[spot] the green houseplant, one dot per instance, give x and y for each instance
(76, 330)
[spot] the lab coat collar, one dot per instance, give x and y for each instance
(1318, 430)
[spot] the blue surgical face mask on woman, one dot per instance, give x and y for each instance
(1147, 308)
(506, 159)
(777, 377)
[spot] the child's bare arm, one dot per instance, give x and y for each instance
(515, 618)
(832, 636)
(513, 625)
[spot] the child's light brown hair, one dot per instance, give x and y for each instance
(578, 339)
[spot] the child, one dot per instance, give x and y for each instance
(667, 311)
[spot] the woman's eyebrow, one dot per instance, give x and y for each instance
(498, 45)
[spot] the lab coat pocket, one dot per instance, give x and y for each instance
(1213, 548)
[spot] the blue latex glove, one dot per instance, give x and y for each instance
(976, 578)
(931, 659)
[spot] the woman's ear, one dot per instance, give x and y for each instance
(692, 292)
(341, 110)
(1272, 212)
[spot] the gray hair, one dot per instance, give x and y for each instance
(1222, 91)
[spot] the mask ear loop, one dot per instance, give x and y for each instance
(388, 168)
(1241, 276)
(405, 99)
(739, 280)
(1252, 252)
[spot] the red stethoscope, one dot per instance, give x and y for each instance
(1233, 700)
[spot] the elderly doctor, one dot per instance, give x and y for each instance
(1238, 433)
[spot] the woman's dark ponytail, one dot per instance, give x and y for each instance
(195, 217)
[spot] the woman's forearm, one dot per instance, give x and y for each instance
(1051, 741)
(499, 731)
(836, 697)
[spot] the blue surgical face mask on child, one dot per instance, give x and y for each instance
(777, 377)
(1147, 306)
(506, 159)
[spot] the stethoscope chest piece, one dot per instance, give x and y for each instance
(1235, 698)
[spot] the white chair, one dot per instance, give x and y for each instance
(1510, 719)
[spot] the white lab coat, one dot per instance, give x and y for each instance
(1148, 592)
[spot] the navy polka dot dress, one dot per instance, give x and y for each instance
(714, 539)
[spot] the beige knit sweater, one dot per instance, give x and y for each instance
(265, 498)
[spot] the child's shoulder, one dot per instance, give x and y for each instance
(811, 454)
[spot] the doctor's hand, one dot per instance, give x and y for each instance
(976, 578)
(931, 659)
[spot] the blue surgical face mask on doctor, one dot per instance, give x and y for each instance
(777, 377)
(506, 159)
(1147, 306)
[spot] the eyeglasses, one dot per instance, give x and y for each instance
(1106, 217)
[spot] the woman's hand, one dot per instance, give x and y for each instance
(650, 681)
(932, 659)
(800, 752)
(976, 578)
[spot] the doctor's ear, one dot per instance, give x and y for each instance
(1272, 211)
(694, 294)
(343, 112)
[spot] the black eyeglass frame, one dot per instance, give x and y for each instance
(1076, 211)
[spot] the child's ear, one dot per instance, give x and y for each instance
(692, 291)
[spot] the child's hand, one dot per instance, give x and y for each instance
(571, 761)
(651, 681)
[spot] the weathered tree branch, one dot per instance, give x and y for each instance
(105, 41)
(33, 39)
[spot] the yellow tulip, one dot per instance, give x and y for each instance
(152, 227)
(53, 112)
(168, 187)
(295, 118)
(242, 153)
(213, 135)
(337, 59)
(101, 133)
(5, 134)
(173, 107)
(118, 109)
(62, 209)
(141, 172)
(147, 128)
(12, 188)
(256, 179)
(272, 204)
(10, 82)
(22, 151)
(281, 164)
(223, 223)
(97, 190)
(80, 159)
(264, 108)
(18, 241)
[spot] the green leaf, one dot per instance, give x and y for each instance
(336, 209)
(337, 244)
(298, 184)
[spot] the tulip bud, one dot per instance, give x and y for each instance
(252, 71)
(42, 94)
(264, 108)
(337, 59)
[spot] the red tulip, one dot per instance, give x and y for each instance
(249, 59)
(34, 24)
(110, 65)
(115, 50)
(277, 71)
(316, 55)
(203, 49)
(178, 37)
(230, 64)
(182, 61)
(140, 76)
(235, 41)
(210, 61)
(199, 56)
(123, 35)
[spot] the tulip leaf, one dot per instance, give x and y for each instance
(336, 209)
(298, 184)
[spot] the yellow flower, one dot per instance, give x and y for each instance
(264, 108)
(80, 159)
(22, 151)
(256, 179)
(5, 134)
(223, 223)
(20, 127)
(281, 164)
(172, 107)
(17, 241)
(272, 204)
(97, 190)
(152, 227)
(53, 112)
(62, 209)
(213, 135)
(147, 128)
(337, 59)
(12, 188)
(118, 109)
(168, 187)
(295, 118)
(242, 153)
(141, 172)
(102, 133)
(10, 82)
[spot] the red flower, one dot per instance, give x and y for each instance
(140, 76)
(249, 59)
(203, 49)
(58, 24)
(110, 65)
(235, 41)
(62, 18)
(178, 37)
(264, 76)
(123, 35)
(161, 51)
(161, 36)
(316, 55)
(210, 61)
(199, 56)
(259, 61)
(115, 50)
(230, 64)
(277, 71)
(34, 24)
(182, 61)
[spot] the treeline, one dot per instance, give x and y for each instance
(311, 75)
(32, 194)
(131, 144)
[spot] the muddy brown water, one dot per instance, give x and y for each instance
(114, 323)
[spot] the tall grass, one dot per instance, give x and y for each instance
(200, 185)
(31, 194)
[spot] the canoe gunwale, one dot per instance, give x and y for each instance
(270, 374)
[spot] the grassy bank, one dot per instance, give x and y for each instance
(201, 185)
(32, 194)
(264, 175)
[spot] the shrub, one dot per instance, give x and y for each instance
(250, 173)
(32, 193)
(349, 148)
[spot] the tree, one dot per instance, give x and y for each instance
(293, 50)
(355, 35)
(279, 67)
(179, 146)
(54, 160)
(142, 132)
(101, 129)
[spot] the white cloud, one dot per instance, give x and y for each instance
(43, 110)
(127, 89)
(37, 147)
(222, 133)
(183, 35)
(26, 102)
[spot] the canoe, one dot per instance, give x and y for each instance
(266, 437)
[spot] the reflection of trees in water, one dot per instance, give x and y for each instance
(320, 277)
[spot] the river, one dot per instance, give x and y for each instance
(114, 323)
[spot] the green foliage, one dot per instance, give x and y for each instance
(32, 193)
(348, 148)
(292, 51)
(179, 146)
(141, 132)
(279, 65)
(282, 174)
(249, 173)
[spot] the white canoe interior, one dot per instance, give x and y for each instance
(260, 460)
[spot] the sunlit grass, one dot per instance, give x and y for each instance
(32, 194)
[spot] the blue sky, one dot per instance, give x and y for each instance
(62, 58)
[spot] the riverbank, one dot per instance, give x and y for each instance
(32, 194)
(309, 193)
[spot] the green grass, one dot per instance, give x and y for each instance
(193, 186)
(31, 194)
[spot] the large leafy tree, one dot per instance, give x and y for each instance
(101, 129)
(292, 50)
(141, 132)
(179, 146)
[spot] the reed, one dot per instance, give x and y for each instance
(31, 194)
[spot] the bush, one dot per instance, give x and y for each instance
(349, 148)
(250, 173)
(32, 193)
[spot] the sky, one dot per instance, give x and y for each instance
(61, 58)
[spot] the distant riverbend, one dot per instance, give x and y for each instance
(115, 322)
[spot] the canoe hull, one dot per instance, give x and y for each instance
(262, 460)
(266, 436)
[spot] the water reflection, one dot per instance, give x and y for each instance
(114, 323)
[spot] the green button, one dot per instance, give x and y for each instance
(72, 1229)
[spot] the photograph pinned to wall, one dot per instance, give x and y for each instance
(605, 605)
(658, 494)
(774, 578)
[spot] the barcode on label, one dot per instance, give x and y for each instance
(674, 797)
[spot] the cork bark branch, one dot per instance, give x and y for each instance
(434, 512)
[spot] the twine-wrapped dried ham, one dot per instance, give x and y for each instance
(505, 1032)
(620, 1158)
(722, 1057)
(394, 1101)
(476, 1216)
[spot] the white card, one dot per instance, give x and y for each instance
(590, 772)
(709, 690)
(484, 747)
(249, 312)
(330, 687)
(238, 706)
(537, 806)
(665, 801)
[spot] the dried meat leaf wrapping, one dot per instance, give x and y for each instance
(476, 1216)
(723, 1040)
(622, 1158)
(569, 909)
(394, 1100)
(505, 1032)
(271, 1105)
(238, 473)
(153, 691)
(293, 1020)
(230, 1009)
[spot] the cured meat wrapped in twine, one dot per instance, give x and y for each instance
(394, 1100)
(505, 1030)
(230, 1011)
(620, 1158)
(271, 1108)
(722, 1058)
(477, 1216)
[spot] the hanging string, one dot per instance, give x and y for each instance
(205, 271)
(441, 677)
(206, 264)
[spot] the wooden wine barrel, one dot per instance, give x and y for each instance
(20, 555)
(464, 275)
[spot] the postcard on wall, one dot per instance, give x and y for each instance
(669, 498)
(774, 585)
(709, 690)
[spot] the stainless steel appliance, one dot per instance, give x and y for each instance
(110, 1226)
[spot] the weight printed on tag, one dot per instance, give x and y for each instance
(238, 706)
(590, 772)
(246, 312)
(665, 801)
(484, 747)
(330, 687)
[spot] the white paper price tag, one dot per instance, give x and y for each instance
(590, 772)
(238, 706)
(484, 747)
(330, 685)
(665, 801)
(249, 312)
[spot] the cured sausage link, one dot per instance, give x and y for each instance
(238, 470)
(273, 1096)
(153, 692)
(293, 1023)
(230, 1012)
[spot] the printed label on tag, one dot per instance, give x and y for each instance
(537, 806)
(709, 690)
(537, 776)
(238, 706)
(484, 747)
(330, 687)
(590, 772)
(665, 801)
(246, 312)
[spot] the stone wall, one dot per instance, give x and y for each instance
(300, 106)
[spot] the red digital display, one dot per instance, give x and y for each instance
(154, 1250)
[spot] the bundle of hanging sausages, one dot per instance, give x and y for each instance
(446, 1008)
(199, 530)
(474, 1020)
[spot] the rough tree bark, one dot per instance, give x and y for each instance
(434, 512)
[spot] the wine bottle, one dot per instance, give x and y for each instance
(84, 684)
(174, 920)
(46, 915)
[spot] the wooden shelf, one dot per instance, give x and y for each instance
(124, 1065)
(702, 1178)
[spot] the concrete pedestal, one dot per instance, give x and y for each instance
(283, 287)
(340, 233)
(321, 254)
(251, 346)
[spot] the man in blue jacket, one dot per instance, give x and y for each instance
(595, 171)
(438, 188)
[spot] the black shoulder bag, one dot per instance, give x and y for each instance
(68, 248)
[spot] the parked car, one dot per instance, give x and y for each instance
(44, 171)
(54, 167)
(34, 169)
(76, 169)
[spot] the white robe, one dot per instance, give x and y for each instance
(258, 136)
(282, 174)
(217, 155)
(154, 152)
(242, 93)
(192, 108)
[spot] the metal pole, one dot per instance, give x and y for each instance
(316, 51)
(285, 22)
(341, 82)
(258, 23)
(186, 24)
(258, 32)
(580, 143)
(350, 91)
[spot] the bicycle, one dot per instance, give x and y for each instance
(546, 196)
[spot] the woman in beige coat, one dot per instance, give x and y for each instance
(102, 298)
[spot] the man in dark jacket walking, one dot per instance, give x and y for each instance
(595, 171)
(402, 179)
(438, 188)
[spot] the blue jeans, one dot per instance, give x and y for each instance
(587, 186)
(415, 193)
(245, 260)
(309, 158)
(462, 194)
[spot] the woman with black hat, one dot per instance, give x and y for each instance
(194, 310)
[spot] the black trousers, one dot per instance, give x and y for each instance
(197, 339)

+++

* Aim of the exercise *
Copy word for word the lines from the start of the rows through the line that contains "(1318, 430)", including both ends.

* Output for this task *
[spot] the green houseplant, one dot per instance, give x and y for each instance
(76, 330)
[spot] the lab coat collar, one dot per instance, give x and y for each instance
(1318, 430)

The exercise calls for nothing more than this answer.